Named object pointing entries

* * *

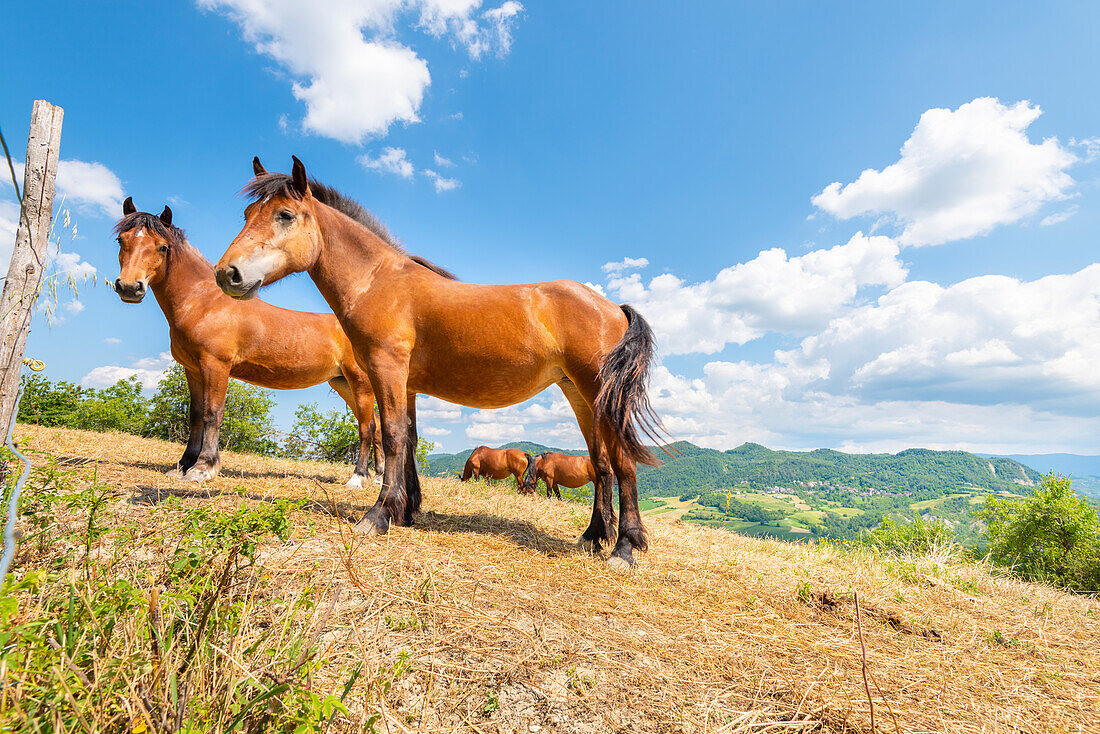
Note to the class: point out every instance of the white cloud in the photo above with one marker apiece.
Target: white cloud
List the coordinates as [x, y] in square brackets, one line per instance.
[440, 183]
[1091, 146]
[91, 187]
[625, 264]
[9, 225]
[149, 371]
[1059, 217]
[69, 264]
[392, 160]
[770, 293]
[349, 68]
[960, 174]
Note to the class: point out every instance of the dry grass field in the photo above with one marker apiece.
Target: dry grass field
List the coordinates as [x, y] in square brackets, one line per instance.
[483, 617]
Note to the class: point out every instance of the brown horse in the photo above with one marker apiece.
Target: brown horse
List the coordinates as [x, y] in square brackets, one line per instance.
[483, 346]
[215, 337]
[501, 463]
[559, 469]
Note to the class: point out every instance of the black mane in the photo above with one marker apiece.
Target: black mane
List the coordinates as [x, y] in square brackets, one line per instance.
[175, 237]
[279, 184]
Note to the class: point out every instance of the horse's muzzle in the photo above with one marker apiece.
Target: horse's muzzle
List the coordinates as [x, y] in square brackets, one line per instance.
[233, 284]
[130, 292]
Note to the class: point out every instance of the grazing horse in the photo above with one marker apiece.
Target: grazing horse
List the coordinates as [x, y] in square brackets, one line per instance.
[501, 463]
[415, 330]
[215, 337]
[559, 469]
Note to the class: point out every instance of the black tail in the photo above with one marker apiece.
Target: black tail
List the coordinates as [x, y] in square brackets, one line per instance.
[624, 376]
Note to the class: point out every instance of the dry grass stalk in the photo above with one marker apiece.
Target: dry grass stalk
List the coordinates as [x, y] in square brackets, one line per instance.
[483, 617]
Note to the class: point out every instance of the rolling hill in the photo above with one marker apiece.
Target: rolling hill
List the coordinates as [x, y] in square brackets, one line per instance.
[914, 472]
[483, 616]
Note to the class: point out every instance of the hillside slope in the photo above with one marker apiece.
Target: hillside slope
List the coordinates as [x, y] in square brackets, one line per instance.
[496, 624]
[695, 469]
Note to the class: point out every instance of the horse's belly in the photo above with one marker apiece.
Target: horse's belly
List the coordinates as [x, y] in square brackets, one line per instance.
[282, 375]
[482, 385]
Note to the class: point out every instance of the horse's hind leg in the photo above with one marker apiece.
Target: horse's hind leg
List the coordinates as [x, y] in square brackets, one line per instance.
[195, 425]
[393, 405]
[603, 517]
[631, 533]
[215, 386]
[356, 393]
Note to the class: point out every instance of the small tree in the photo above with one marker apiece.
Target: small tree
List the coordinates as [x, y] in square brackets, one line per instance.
[1052, 536]
[424, 447]
[317, 436]
[46, 403]
[916, 537]
[119, 407]
[246, 425]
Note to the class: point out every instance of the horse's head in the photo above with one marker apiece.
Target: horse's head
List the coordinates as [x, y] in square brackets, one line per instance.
[281, 234]
[528, 483]
[144, 241]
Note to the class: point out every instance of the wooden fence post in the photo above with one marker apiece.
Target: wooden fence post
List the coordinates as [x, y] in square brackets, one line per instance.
[29, 258]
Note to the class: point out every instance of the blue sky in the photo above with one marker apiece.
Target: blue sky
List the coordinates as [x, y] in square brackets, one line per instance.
[865, 227]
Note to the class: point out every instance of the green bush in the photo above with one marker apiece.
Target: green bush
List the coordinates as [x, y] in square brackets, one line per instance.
[1053, 536]
[916, 537]
[119, 407]
[317, 436]
[245, 427]
[46, 403]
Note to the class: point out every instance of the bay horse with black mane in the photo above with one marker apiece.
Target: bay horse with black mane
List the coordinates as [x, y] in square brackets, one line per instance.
[215, 337]
[501, 463]
[563, 470]
[415, 330]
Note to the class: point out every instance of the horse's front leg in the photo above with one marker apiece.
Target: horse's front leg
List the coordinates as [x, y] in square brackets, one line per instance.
[195, 426]
[393, 503]
[215, 385]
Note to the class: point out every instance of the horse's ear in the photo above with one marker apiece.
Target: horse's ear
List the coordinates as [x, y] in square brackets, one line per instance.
[298, 177]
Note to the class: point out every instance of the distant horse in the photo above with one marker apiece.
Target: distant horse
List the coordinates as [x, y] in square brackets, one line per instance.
[416, 330]
[501, 463]
[215, 337]
[559, 469]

* * *

▶ [Instruction] Copy out word for word every line from the one containing "Note to the class: point out every instance of the green" through the last line above, with both ends included.

▶ [Reply]
Note to the class: point out every instance of the green bush in the photo above with one marker apiece.
Target: green bush
List the coordinates as [x, y] in square brackets, one line per instance.
[1053, 536]
[916, 537]
[119, 407]
[317, 436]
[245, 427]
[46, 403]
Note to the class: point out every instance of the bay horse with black mane in the photo above with one marker apiece.
Target: bay horse with black mane
List the coordinates as [x, y] in square brackets, one line per instance.
[215, 337]
[501, 463]
[563, 470]
[415, 330]
Note to the class: point out every instance of the horse's front leg in the photo above with one marker apiece.
Target: horse's front leg
List the coordinates as [x, y] in square brackets, one line per instance.
[195, 426]
[393, 503]
[215, 385]
Note to the class: point out every instance of the horse's ear in the photo above with one marker apiece.
Target: horse's ear
List the coordinates as [x, y] in square brackets, one line per instance.
[298, 177]
Note to the class: point out every instance of the distant horse in the photo above with one marker apiece.
Target: distant horse
List the coordinates as [x, y] in square brackets, one line per instance.
[416, 330]
[501, 463]
[215, 337]
[559, 469]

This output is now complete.